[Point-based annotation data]
[Start]
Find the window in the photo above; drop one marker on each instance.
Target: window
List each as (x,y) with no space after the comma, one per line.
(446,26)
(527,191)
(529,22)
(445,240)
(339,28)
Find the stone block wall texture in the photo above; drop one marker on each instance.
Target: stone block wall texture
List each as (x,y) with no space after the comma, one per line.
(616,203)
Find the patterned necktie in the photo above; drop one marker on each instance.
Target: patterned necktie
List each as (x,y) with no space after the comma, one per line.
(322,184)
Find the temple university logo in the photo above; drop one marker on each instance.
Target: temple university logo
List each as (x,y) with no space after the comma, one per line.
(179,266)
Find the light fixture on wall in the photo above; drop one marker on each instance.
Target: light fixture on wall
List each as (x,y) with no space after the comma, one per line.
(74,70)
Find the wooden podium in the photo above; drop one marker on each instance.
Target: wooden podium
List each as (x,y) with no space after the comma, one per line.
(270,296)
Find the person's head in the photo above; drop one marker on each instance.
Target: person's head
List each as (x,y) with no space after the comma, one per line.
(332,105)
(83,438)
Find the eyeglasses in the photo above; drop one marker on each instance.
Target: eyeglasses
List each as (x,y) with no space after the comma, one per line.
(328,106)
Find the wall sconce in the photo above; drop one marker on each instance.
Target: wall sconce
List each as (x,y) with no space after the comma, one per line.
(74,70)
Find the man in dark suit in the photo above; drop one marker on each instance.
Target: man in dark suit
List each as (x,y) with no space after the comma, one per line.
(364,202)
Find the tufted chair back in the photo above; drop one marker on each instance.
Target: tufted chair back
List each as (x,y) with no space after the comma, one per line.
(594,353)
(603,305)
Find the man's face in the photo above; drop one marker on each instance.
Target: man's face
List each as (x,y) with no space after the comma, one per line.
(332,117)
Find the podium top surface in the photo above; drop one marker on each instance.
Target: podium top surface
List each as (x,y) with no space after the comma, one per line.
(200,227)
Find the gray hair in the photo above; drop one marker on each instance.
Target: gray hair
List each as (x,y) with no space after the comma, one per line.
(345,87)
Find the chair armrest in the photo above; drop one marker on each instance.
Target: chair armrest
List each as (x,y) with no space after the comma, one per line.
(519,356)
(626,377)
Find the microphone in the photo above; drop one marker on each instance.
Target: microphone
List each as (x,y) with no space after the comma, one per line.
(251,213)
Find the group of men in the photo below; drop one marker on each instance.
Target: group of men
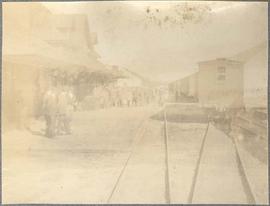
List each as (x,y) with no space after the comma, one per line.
(58,106)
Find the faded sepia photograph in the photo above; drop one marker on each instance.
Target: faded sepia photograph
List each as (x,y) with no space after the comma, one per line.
(135,102)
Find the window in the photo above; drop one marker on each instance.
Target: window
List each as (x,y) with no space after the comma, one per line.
(221,77)
(221,69)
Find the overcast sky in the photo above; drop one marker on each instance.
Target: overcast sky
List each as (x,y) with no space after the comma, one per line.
(165,40)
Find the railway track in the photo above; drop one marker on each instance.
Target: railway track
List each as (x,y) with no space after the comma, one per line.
(244,180)
(137,138)
(197,168)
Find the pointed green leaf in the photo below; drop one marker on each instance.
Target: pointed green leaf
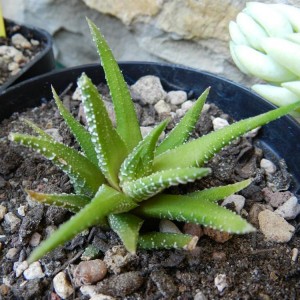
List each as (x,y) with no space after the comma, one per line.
(106,201)
(81,134)
(69,201)
(85,176)
(127,227)
(146,187)
(139,162)
(182,130)
(127,122)
(110,148)
(193,210)
(161,240)
(217,193)
(197,152)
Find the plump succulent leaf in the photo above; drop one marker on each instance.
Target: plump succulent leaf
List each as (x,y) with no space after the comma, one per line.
(197,152)
(146,187)
(127,227)
(140,161)
(81,134)
(110,148)
(193,210)
(217,193)
(71,202)
(85,176)
(127,122)
(107,200)
(183,129)
(162,240)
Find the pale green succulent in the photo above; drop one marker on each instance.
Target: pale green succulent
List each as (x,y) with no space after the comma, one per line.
(266,44)
(119,177)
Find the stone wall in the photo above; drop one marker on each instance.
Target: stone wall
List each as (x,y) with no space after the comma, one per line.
(188,32)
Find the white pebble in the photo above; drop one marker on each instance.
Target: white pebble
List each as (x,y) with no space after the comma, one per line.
(162,107)
(20,267)
(237,200)
(219,123)
(13,221)
(268,166)
(176,97)
(274,227)
(220,282)
(19,40)
(35,239)
(168,227)
(22,210)
(62,286)
(34,271)
(11,253)
(290,209)
(295,253)
(187,105)
(3,211)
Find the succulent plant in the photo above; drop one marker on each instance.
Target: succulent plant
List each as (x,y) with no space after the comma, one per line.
(119,178)
(266,44)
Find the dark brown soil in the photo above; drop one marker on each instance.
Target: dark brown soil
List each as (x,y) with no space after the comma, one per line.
(254,268)
(28,53)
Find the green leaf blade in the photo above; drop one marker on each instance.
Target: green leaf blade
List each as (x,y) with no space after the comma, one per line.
(193,210)
(127,122)
(110,148)
(146,187)
(197,152)
(107,200)
(85,176)
(127,226)
(81,134)
(182,130)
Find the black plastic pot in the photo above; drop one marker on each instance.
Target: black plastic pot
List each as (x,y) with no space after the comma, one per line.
(42,63)
(279,139)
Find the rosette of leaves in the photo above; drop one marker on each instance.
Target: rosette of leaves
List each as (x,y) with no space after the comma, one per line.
(119,178)
(266,44)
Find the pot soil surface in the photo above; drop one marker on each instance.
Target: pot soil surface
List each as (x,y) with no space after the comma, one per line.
(16,50)
(244,267)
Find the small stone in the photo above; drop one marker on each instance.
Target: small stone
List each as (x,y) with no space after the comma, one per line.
(216,235)
(22,210)
(102,297)
(290,209)
(237,200)
(34,271)
(162,107)
(3,211)
(176,97)
(187,105)
(12,220)
(20,267)
(54,132)
(89,272)
(19,40)
(220,282)
(116,258)
(274,227)
(200,296)
(35,239)
(295,253)
(276,198)
(11,253)
(193,229)
(219,123)
(268,166)
(168,227)
(148,89)
(62,286)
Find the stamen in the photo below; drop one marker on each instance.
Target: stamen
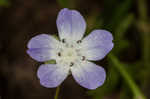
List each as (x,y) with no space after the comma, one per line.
(59,54)
(63,40)
(83,58)
(79,41)
(71,64)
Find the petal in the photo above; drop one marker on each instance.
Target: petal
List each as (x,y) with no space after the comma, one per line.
(97,44)
(43,41)
(71,24)
(40,54)
(89,75)
(52,75)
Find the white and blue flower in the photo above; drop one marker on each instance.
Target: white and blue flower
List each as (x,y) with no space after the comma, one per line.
(73,53)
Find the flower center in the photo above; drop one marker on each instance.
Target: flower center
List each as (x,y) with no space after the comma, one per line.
(70,54)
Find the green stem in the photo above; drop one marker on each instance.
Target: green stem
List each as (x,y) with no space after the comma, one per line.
(134,88)
(57,92)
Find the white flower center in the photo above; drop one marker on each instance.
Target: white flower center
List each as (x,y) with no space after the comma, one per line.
(69,53)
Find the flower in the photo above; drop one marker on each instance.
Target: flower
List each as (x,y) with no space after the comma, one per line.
(72,53)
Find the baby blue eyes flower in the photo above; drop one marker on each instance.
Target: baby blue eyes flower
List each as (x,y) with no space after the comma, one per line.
(73,53)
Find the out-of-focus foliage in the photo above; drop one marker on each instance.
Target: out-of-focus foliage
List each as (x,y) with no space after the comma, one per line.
(4,3)
(127,65)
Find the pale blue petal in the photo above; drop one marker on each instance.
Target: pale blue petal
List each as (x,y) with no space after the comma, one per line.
(97,44)
(52,75)
(89,75)
(43,41)
(71,25)
(40,54)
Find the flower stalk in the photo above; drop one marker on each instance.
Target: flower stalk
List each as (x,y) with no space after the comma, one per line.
(57,92)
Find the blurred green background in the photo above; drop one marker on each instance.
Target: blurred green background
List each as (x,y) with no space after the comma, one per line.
(127,66)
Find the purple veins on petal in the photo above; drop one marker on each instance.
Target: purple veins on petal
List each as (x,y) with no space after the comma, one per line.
(40,54)
(97,44)
(52,75)
(42,41)
(71,24)
(89,75)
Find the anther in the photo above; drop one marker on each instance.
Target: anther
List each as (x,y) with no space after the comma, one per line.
(71,64)
(59,54)
(83,58)
(63,40)
(79,41)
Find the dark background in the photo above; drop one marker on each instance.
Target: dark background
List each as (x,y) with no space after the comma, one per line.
(128,20)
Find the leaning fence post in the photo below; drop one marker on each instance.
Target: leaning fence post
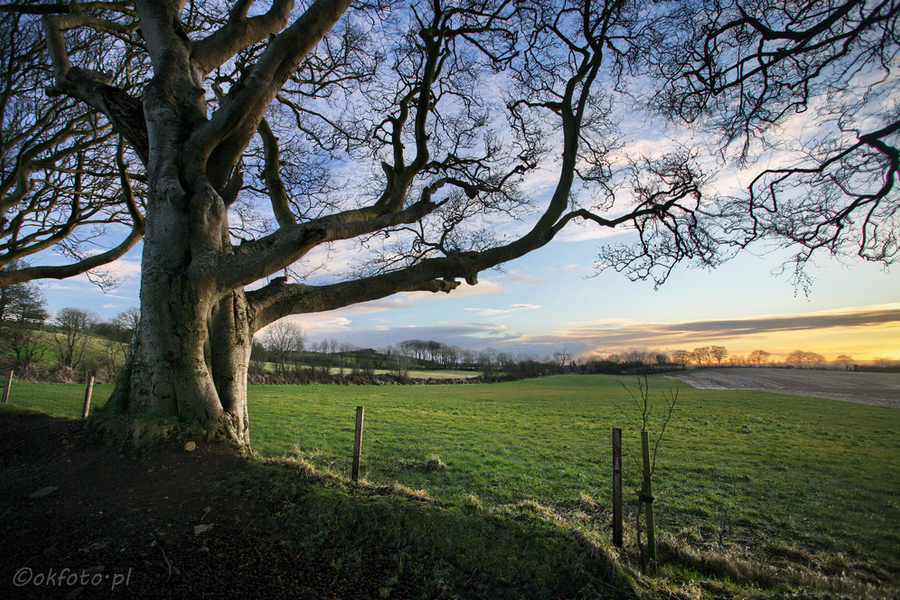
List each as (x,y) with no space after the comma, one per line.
(647,496)
(87,397)
(617,487)
(6,389)
(357,444)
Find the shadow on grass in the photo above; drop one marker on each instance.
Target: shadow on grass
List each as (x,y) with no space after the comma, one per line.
(418,548)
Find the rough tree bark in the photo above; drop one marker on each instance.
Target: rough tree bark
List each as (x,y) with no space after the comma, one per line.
(189,98)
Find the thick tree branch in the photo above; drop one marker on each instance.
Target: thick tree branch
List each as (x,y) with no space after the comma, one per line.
(294,242)
(239,32)
(230,129)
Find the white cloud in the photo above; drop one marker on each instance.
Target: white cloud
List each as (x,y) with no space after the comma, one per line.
(493,312)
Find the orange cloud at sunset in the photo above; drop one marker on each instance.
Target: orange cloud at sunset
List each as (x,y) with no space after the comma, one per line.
(863,332)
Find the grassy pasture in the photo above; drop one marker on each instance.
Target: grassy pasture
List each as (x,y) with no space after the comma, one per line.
(776,480)
(757,474)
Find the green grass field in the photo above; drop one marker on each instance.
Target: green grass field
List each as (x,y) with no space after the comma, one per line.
(759,477)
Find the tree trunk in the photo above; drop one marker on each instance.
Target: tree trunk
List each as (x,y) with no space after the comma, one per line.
(190,353)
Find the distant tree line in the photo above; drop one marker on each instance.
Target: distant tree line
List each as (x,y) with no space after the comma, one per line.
(76,343)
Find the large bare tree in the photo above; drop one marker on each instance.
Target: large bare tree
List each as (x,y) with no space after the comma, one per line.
(245,145)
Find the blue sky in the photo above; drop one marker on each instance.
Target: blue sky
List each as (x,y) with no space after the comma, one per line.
(553,299)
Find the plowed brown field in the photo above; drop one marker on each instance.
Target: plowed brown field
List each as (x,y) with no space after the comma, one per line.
(866,388)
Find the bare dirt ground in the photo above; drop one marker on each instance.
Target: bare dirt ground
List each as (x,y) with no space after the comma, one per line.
(882,389)
(79,519)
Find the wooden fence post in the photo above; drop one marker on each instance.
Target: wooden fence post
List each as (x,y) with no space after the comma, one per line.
(357,444)
(6,389)
(87,397)
(647,496)
(617,487)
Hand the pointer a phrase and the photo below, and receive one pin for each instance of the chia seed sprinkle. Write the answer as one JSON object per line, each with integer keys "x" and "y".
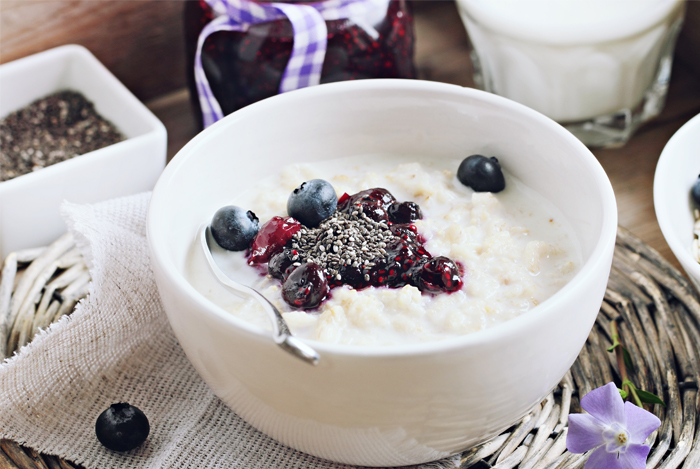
{"x": 50, "y": 130}
{"x": 338, "y": 240}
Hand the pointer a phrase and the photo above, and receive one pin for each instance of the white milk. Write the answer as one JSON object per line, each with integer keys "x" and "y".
{"x": 575, "y": 60}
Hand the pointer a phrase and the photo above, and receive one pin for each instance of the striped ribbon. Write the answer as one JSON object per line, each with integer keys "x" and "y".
{"x": 310, "y": 37}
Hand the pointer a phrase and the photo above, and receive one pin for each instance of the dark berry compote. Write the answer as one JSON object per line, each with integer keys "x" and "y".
{"x": 245, "y": 67}
{"x": 369, "y": 240}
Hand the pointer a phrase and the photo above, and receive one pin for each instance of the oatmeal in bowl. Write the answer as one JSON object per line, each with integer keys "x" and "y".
{"x": 408, "y": 254}
{"x": 493, "y": 291}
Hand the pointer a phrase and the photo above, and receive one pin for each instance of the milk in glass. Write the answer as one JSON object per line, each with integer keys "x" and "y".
{"x": 600, "y": 67}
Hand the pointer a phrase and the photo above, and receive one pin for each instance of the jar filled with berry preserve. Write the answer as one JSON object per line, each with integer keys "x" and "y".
{"x": 242, "y": 51}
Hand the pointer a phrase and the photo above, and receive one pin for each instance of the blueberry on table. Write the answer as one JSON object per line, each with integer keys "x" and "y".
{"x": 312, "y": 202}
{"x": 234, "y": 228}
{"x": 306, "y": 287}
{"x": 481, "y": 174}
{"x": 122, "y": 427}
{"x": 695, "y": 192}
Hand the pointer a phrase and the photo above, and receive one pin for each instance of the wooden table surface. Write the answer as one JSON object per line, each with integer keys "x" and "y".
{"x": 442, "y": 54}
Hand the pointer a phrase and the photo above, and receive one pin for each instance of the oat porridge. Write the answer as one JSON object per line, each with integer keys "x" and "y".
{"x": 510, "y": 251}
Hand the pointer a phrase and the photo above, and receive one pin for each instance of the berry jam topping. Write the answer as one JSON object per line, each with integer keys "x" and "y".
{"x": 272, "y": 238}
{"x": 312, "y": 202}
{"x": 481, "y": 174}
{"x": 439, "y": 274}
{"x": 404, "y": 212}
{"x": 382, "y": 196}
{"x": 351, "y": 240}
{"x": 234, "y": 228}
{"x": 368, "y": 241}
{"x": 306, "y": 287}
{"x": 282, "y": 263}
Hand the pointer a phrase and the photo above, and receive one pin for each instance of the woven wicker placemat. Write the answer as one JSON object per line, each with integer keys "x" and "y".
{"x": 657, "y": 313}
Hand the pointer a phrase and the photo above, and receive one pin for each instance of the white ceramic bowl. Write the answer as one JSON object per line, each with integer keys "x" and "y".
{"x": 29, "y": 204}
{"x": 382, "y": 406}
{"x": 676, "y": 171}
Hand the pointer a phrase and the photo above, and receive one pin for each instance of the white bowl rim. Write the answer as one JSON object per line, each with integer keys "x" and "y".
{"x": 511, "y": 327}
{"x": 661, "y": 175}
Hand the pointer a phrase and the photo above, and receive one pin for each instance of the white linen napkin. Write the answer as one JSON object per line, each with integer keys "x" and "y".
{"x": 117, "y": 346}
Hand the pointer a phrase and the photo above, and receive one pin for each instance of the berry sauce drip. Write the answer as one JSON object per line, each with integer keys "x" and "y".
{"x": 245, "y": 67}
{"x": 366, "y": 242}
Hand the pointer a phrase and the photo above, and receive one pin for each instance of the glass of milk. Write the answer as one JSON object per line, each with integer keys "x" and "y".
{"x": 599, "y": 67}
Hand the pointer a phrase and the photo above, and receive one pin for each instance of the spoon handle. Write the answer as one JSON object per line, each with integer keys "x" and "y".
{"x": 282, "y": 336}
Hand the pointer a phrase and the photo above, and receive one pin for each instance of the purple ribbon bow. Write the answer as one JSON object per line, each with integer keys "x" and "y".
{"x": 310, "y": 38}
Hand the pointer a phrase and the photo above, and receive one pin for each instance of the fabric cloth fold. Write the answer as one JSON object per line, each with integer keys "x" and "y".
{"x": 117, "y": 346}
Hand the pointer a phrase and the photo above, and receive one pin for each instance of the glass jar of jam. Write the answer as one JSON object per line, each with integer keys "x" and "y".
{"x": 247, "y": 66}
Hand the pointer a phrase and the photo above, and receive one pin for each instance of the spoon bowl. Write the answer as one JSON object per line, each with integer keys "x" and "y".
{"x": 281, "y": 334}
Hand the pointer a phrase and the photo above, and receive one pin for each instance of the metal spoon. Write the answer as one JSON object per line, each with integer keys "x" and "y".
{"x": 280, "y": 330}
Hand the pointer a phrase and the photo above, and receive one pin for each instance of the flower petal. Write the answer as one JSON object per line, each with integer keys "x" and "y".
{"x": 635, "y": 457}
{"x": 585, "y": 433}
{"x": 601, "y": 459}
{"x": 605, "y": 404}
{"x": 640, "y": 423}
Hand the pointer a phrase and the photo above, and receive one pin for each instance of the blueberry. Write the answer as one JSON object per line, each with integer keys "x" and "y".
{"x": 404, "y": 212}
{"x": 282, "y": 264}
{"x": 122, "y": 427}
{"x": 439, "y": 274}
{"x": 234, "y": 228}
{"x": 312, "y": 202}
{"x": 306, "y": 287}
{"x": 695, "y": 191}
{"x": 481, "y": 174}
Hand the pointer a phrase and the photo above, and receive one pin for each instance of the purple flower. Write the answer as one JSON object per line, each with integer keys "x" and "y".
{"x": 617, "y": 429}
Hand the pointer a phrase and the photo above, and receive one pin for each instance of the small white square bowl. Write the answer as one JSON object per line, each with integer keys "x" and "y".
{"x": 29, "y": 204}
[End]
* **EXERCISE GOAL**:
Every line from the one containing "the purple ribbon" through the last line must be copied exactly; leave out the rest.

* **SOLUTION FOR THIS EXERCISE**:
Hand the pointer a phrase and the photo above, and receive one pin for each instance of the purple ribbon bow. Write the answer as one JSON object per line, each with integer keys "x" and "y".
{"x": 310, "y": 38}
Hand the pointer a phrase and the photo above, and receive one pin for each instance of the fabric cloth fold. Write the answer as one JSON object per line, each with integer keys "x" and "y".
{"x": 117, "y": 346}
Hand the pointer a phrase and the photo above, and receive one pin for each instance of the glass jar of jam. Write the answer as one JSON object per line, each with integer keys "x" and "y".
{"x": 247, "y": 66}
Hand the pointer a phrase and the photo above, and receive one pin for each instance of the spoon bowl. Write the answer as one JSON object per line, each with integer keys "x" and "y".
{"x": 281, "y": 334}
Hand the pointer a phrase and the photo above, and receive one pin for each instance of the metal spoon. Write the answer as one JSON object per line, each with integer keys "x" and "y".
{"x": 280, "y": 330}
Hand the pointer a phrase and the photo above, and receive one pin for each instance of the flower petal. Write the answer as one JSON object per line, each with integer keys "x" and "y".
{"x": 635, "y": 457}
{"x": 585, "y": 433}
{"x": 601, "y": 459}
{"x": 605, "y": 404}
{"x": 640, "y": 423}
Hand the pointer a phrase and the photo above, and receive one pin for each instance of the blueberry. Write the answer as one JSON object per line, each with integer keys "x" and "y".
{"x": 404, "y": 212}
{"x": 282, "y": 264}
{"x": 122, "y": 427}
{"x": 439, "y": 274}
{"x": 234, "y": 228}
{"x": 312, "y": 202}
{"x": 306, "y": 287}
{"x": 695, "y": 191}
{"x": 481, "y": 174}
Hand the pointer a phrase and the photo above, and receive one pin for each instance of the purple flower. Write the answer as one JSON object per line, each with integer keys "x" and "y".
{"x": 617, "y": 429}
Hand the pointer a phrase and the photo above, and receive one pin for each instance of the small white square bowl. Write the answer as one JSON object per line, each with integer keys "x" and "y".
{"x": 29, "y": 204}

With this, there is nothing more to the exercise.